(Pflichtaufgaben)
**A.** Stimmen die folgenden Aussagen mit dem Textauszug über die Sonneneruption überein? Antworte jeweils mit Ja oder Nein und zitiere die entscheidenden Worte des Textauszugs wörtlich.
(i) Laut NOAA ist es die größte Sonneneruption seit Dezember 2006.
(ii) Die große Wolke wurde am Mittwochabend ausgestoßen.
(iii) Aus der Nähe betrachtet wirkt die Sonnenoberfläche ruhig.
**B.** Beantworte anhand des Textauszugs über die Sonneneruption die folgenden Fragen kurz.
(i) Was gefährdet der solare Auswurf?
(ii) Wie sieht die Sonne von ferne betrachtet aus?
(iii) Wobei könne es noch bis morgen zu Störungen kommen?

(Dokumentabschnitt)
Eruption: Die Sonne schießt in Richtung Erde

Es ist die größte Eruption seit fünf Jahren: Der solare Auswurf gefährdet Satelliten und Stromnetze.

Von ferne betrachtet sieht die Sonne wie ein großer Ball aus, der stoisch Licht und Wärme in den Kosmos abstrahlt. Eine Nahaufnahme der Oberfläche offenbart ein deutlich anderes Bild: Sie scheint regelrecht zu kochen. Gewaltige Wellen schwappen hin und her, dann und wann jagen große Gasblasen davon. Am Dienstagmorgen spuckte unser Zentralgestirn eine besonders große Wolke aus. Nach Angaben der amerikanischen Wetterbehörde NOAA ist es die größte Sonneneruption seit Dezember 2006. Noch bis morgen könne es zu Störungen von GPS-Signalen und bei der Stromversorgung kommen, hieß es weiter.

Datensätze zur Punktplatzierung:

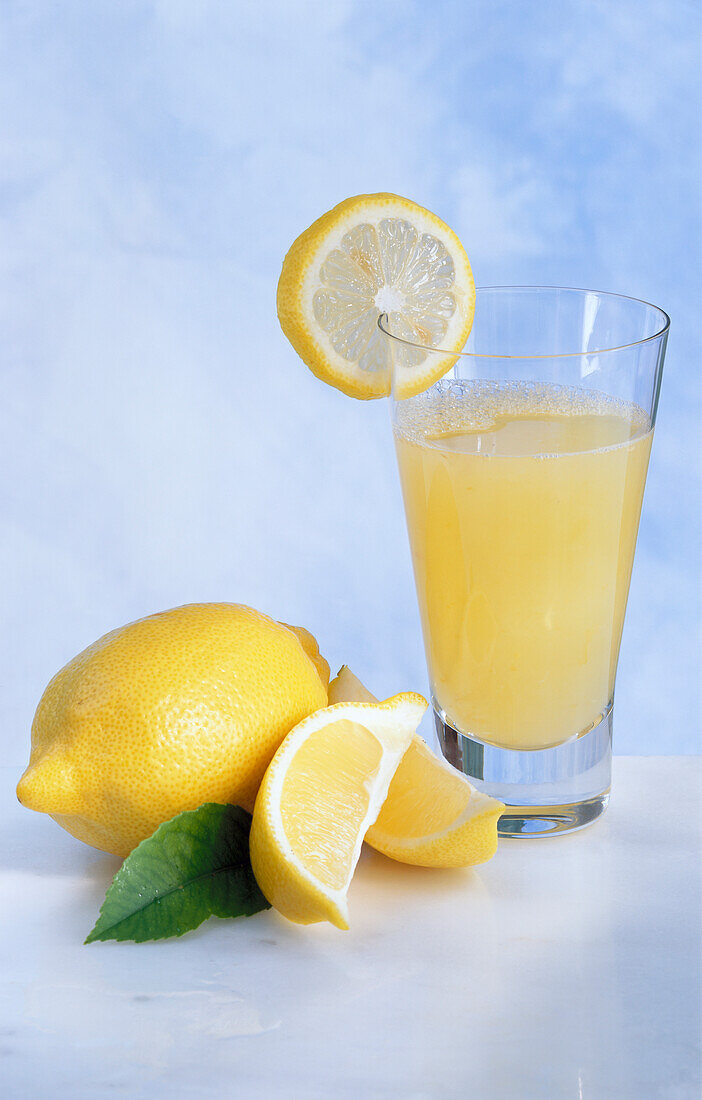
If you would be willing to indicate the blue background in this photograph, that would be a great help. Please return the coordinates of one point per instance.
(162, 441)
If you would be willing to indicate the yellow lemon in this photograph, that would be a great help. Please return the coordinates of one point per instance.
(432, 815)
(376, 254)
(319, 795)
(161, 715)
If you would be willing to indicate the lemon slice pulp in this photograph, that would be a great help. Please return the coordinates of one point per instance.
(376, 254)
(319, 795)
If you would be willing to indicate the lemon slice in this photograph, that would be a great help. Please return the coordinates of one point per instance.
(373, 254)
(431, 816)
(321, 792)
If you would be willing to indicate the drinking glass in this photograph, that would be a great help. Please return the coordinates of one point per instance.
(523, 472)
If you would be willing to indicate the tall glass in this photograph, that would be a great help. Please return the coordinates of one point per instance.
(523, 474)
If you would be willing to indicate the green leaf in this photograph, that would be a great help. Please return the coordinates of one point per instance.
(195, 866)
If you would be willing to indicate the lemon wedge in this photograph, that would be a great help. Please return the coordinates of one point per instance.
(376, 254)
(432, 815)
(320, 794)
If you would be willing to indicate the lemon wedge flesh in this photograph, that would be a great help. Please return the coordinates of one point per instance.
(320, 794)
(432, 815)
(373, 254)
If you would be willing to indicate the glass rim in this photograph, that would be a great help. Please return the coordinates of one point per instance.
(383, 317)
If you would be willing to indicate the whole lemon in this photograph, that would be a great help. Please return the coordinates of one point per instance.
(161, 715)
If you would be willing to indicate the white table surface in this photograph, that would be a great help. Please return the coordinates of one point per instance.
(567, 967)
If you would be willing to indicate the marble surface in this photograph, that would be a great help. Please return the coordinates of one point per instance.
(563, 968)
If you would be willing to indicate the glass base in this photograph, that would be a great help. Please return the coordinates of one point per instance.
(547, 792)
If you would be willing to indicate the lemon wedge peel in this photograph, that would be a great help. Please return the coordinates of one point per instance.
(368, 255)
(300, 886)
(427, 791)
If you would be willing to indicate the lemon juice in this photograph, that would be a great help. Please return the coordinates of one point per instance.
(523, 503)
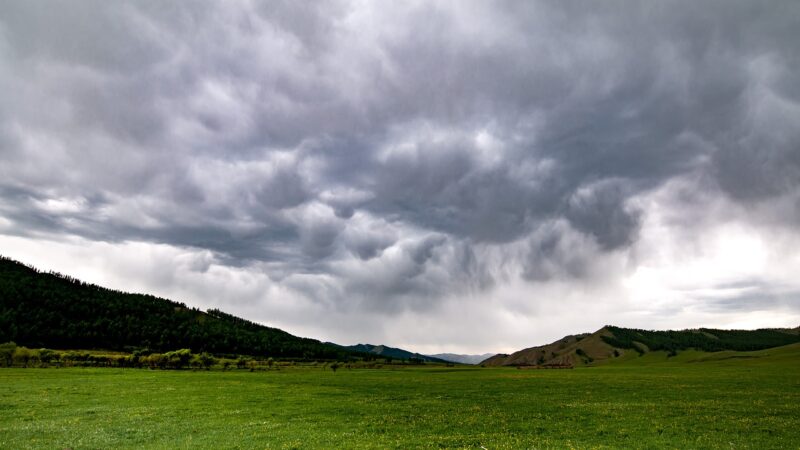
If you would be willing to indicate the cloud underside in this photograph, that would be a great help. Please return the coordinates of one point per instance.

(Antworten)
**A.**
(i) Ja: „Nach Angaben der amerikanischen Wetterbehörde NOAA ist es die größte Sonneneruption seit Dezember 2006.“
(ii) Nein: „Am Dienstagmorgen spuckte unser Zentralgestirn eine besonders große Wolke aus.“
(iii) Nein: „Sie scheint regelrecht zu kochen.“

**B.**
(i) Satelliten und Stromnetze.
(ii) Wie ein großer Ball, der stoisch Licht und Wärme in den Kosmos abstrahlt.
(iii) Bei GPS-Signalen und bei der Stromversorgung.